• **TASK REQUIREMENTS**: Without the pictures, restate all of the data below word for word.

*** Opening of INPUT DATA ***

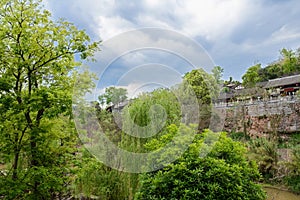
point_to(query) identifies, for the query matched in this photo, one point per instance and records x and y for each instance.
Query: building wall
(263, 117)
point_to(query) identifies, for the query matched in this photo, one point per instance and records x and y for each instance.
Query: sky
(234, 34)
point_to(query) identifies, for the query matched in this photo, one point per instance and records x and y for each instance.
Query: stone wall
(262, 117)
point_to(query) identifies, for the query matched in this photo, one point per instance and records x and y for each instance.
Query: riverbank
(279, 194)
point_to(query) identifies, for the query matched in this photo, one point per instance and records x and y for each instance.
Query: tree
(113, 95)
(37, 70)
(223, 174)
(206, 90)
(289, 61)
(251, 77)
(217, 73)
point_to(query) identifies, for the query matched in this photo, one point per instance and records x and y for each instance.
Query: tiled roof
(289, 80)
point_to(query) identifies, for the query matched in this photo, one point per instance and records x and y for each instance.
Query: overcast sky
(234, 33)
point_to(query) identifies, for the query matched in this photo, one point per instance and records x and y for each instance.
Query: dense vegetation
(41, 156)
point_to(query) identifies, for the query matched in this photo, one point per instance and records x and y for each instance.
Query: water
(276, 194)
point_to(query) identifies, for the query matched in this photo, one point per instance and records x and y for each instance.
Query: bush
(223, 173)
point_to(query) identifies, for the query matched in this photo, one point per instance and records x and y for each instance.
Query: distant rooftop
(289, 80)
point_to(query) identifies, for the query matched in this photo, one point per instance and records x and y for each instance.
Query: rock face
(263, 117)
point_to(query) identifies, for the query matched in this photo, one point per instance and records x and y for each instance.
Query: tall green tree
(217, 73)
(37, 70)
(113, 95)
(205, 89)
(251, 77)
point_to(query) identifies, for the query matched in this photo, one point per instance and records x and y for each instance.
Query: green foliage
(217, 73)
(251, 77)
(95, 180)
(37, 70)
(264, 153)
(113, 95)
(293, 178)
(205, 89)
(223, 174)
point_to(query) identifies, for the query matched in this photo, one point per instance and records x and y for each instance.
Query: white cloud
(235, 32)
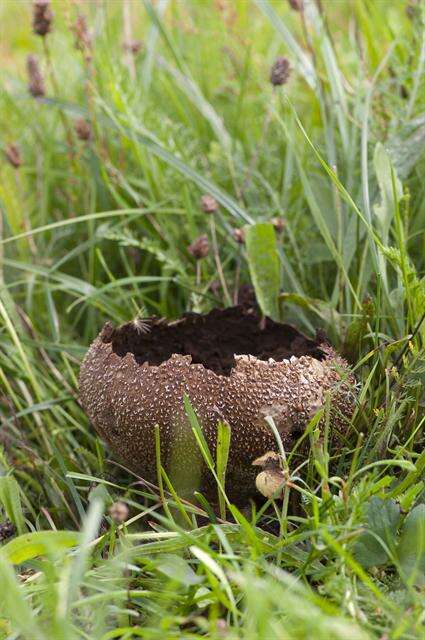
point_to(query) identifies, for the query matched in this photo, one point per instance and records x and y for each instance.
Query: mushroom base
(234, 367)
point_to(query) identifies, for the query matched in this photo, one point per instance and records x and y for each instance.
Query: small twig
(218, 261)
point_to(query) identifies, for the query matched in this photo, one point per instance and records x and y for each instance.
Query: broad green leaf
(264, 266)
(11, 502)
(38, 543)
(381, 522)
(14, 605)
(411, 548)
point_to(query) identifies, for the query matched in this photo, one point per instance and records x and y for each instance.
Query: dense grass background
(98, 229)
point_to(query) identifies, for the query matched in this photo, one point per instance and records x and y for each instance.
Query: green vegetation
(97, 214)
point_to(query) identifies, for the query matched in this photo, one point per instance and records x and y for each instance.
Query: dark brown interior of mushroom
(213, 339)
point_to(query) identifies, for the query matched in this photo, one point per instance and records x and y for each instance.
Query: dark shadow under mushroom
(212, 340)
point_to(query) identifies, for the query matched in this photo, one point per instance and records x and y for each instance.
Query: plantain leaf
(411, 548)
(38, 543)
(381, 522)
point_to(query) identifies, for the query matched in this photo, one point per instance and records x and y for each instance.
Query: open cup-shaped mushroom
(233, 367)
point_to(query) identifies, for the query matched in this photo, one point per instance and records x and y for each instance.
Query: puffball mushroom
(234, 367)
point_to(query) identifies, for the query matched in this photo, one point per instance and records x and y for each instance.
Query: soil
(212, 339)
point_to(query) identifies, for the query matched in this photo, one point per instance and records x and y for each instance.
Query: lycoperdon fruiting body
(233, 367)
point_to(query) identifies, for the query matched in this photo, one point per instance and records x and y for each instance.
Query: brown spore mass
(213, 340)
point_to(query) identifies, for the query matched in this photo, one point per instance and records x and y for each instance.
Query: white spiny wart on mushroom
(132, 380)
(272, 480)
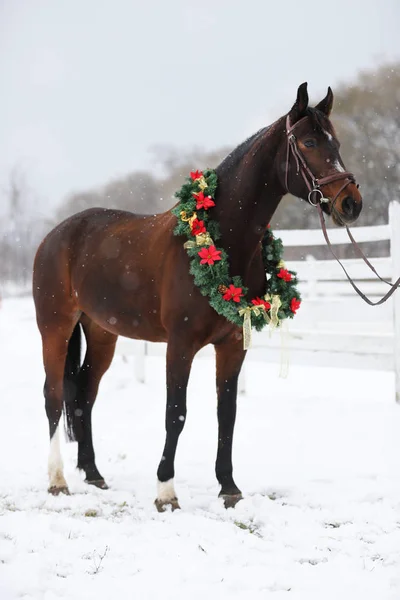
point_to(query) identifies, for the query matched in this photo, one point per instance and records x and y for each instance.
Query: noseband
(316, 198)
(315, 195)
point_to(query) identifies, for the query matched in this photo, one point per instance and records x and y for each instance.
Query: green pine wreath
(209, 263)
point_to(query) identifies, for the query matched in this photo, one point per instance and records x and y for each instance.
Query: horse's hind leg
(56, 341)
(99, 354)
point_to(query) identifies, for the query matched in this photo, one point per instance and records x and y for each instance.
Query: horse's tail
(71, 391)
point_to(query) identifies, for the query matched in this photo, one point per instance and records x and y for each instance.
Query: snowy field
(317, 456)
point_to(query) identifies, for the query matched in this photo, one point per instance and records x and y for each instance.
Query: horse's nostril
(348, 206)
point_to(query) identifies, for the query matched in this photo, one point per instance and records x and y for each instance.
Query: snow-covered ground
(317, 456)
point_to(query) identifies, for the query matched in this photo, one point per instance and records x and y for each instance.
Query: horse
(111, 272)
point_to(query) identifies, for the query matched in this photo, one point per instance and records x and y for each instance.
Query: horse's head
(313, 169)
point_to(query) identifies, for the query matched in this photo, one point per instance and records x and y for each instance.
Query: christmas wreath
(209, 264)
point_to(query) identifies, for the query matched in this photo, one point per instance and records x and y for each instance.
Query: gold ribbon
(202, 183)
(187, 219)
(246, 314)
(203, 239)
(276, 303)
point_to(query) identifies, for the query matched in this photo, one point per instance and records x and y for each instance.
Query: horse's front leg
(229, 358)
(179, 362)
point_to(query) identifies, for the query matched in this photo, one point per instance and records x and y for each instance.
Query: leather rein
(316, 198)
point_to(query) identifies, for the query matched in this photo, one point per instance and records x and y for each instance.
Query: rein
(316, 198)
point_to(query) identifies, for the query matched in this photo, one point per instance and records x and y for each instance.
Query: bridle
(313, 183)
(316, 198)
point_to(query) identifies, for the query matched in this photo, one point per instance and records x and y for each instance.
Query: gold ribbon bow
(246, 314)
(202, 183)
(203, 239)
(187, 219)
(276, 303)
(258, 309)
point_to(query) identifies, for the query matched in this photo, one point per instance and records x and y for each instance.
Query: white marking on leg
(55, 464)
(166, 491)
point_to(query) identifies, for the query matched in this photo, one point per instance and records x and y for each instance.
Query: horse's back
(104, 262)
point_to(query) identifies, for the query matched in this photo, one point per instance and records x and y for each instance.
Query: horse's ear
(300, 106)
(326, 104)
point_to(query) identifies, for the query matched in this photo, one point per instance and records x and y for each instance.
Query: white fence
(334, 327)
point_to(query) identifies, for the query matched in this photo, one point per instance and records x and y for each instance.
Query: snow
(317, 456)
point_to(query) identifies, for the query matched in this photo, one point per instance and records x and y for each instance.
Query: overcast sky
(88, 86)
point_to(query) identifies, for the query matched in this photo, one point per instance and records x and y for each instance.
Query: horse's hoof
(100, 483)
(230, 500)
(54, 490)
(162, 505)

*** Close of INPUT DATA ***

• **OUTPUT OF THE EXERCISE**:
point_to(query) identifies, for the query matched in this photo, one point per instance and records x and y for each instance.
Query: building wall
(263, 117)
point_to(query) identifies, for the query matched in this photo, one point per instance and records x and y for each instance.
Query: sky
(234, 34)
point_to(query) identifies, for the query matched in this photo, one point per instance and records x and y for each instance.
Query: stone wall
(262, 117)
point_to(query) identifies, for the query matched in this photo, one point per instance and records x and y for each instance.
Query: riverbank
(279, 194)
point_to(query) identifies, for the query matched in this photo, one point per instance and records x and y for each instance.
Query: tree
(113, 95)
(37, 70)
(223, 174)
(206, 90)
(289, 61)
(251, 77)
(217, 73)
point_to(query) identifies, for the query matched in this photo, one point per instance and records x and y for each instance.
Query: tiled roof
(289, 80)
point_to(query) identifies, for the query matched in this photo, one point per instance and records x and y for each instance.
Query: overcast sky
(234, 33)
point_to(query) identifies, for the query matched in this photo, one point per instance and records x and y for each instance.
Query: dense vegetation
(41, 156)
point_to(query) identifies, for the query matched in this photo, one point per instance and records x and y for each instance.
Query: water
(276, 194)
point_to(query) identifies, for the query matched in this photo, one point per instance and records x and y for each instance.
Query: bush
(223, 173)
point_to(query) identifies, for the query matched in this photo, one point per instance and records x and y for each instance.
Query: distant rooftop
(289, 80)
point_to(query) identifies, for the query matched in this photo, one point per instance and records x and y for each instance.
Query: rock face
(263, 117)
point_to(query) identifies, for the query matched in this photo, one point per instance and records x and y for each instance.
Query: tall green tree
(217, 73)
(37, 70)
(113, 95)
(205, 89)
(251, 77)
point_to(query) identifies, for the query matched in this photo, one point per instance and records x and y for each instance.
Query: green foliage
(217, 73)
(251, 77)
(95, 180)
(37, 70)
(264, 153)
(113, 95)
(293, 178)
(205, 89)
(223, 174)
point_to(query) identifies, for the query matched in this photo, one point per instance and records x and y for each instance.
Query: white cloud
(235, 32)
point_to(query) identifies, for the query matched in this photo, one point per instance and records x and y for each instance.
Query: mushroom base
(234, 367)
point_to(query) identifies, for the query matched in this photo, one point per instance and records x and y for each instance.
Query: small twig
(218, 261)
point_to(query) identifies, for the query matched in this photo, one point per instance and records x and y for each instance.
Query: broad green leaf
(264, 266)
(11, 502)
(38, 543)
(381, 522)
(14, 605)
(411, 548)
point_to(query) identifies, for the query matched in this photo, one point per instance and records x and y for each instance.
Query: dense grass background
(98, 229)
point_to(query) identifies, for the query matched in this photo, one point per instance and records x and y for each instance.
Query: green vegetation
(97, 214)
point_to(query) identifies, for the query matched in this photo, one point per instance and records x and y for each instance.
Query: dark brown interior of mushroom
(213, 339)
point_to(query) identifies, for the query matched in this photo, one point per instance and records x and y for each instance.
Query: dark shadow under mushroom
(212, 340)
point_to(query) identifies, for the query matched in this photo, one point per instance and records x and y for each instance.
Query: plantain leaf
(411, 548)
(38, 543)
(381, 522)
point_to(query) identifies, for the query matched in this photo, one point per instance and records x and y for each instance.
Query: open cup-shaped mushroom
(233, 367)
point_to(query) identifies, for the query matched in this photo, one point per instance and records x and y for each instance.
Query: puffball mushroom
(234, 367)
point_to(query) identifies, for the query matched in this photo, one point per instance and records x and y for each instance.
Query: soil
(212, 339)
point_to(query) identifies, for the query matched in this photo, one point per instance and records x and y for each instance.
Query: lycoperdon fruiting body
(233, 367)
point_to(query) identifies, for the query matched in this photo, one point per instance and records x and y for each instance.
Query: brown spore mass
(213, 340)
point_to(query) identifies, for the query matched in this photo, one point per instance and records x and y for each instance.
Query: white spiny wart on mushroom
(132, 380)
(272, 480)
point_to(query) identifies, for the query matched in this photo, one point per instance and records x and y for each instance.
Query: noseband
(316, 198)
(315, 195)
point_to(query) identifies, for the query matched in this photo, one point per instance and records x and y for each instance.
Query: green pine wreath
(209, 263)
point_to(query) identifies, for the query matched in this photo, one point per instance and records x and y for each instance.
Query: horse's hind leg
(56, 341)
(99, 354)
point_to(query) identifies, for the query matched in this photo, one point per instance and records x and y for each instance.
Query: horse's tail
(71, 391)
point_to(query) identifies, for the query matched in this photo, one point per instance and records x and y for each instance.
Query: snowy field
(317, 456)
point_to(query) identifies, for the query matched in this photo, one point per instance and records x and y for each instance.
Query: horse's nostril
(348, 206)
point_to(query) identifies, for the query matched in this photo, one point per instance and records x and y for each instance.
Query: snow-covered ground
(317, 456)
point_to(query) identifies, for the query matched in this photo, one point per instance and records x and y for each instance.
Query: horse
(111, 272)
point_to(query) identifies, for the query matched in this photo, one point per instance and records x and y for each instance.
Query: horse's head
(313, 169)
point_to(query) identifies, for the query matched in this photo, one point per instance and records x and y for each instance.
Query: christmas wreath
(209, 264)
point_to(query) identifies, for the query matched in this photo, one point per instance and records x and y for each instance.
Query: gold ribbon
(202, 183)
(187, 219)
(246, 314)
(203, 239)
(276, 303)
point_to(query) identifies, for the query matched in this photo, one point per instance and records x and y for each instance.
Query: horse's front leg
(229, 358)
(179, 362)
point_to(query) identifies, for the query matched in this photo, one point per instance and records x and y for each instance.
Query: leather rein
(316, 198)
point_to(query) identifies, for the query matched in this photo, one point per instance and records x and y for each instance.
Query: rein
(316, 198)
point_to(query) identifies, for the query matched in this photo, one point per instance and records x and y for each instance.
Query: bridle
(313, 183)
(316, 198)
point_to(query) identifies, for the query matched in this photo, one point per instance and records x and y for each instance.
Query: gold ribbon bow
(246, 314)
(202, 183)
(203, 239)
(187, 219)
(276, 303)
(258, 309)
point_to(query) identifies, for the query matched in this photo, one point per instance and records x and y for each instance.
Query: white marking on leg
(55, 464)
(166, 491)
point_to(query) identifies, for the query matched in this photo, one point per instance and records x and y for each instance.
Query: horse's back
(104, 262)
point_to(query) identifies, for the query matched in this photo, one point per instance and records x and y for each instance.
Query: horse's ear
(300, 106)
(326, 104)
point_to(query) identifies, for the query matched in this photo, one point per instance and records x and y for each instance.
Query: white fence
(334, 327)
point_to(query) identifies, for the query matched in this photo, one point per instance and records x and y for each instance.
Query: snow
(317, 456)
point_to(query) identifies, for the query matched in this photo, one point per instance and records x and y for each instance.
Query: overcast sky
(88, 86)
point_to(query) identifies, for the query matched in this photo, one point per instance and records x and y for each instance.
Query: horse's hoof
(100, 483)
(230, 500)
(54, 490)
(162, 505)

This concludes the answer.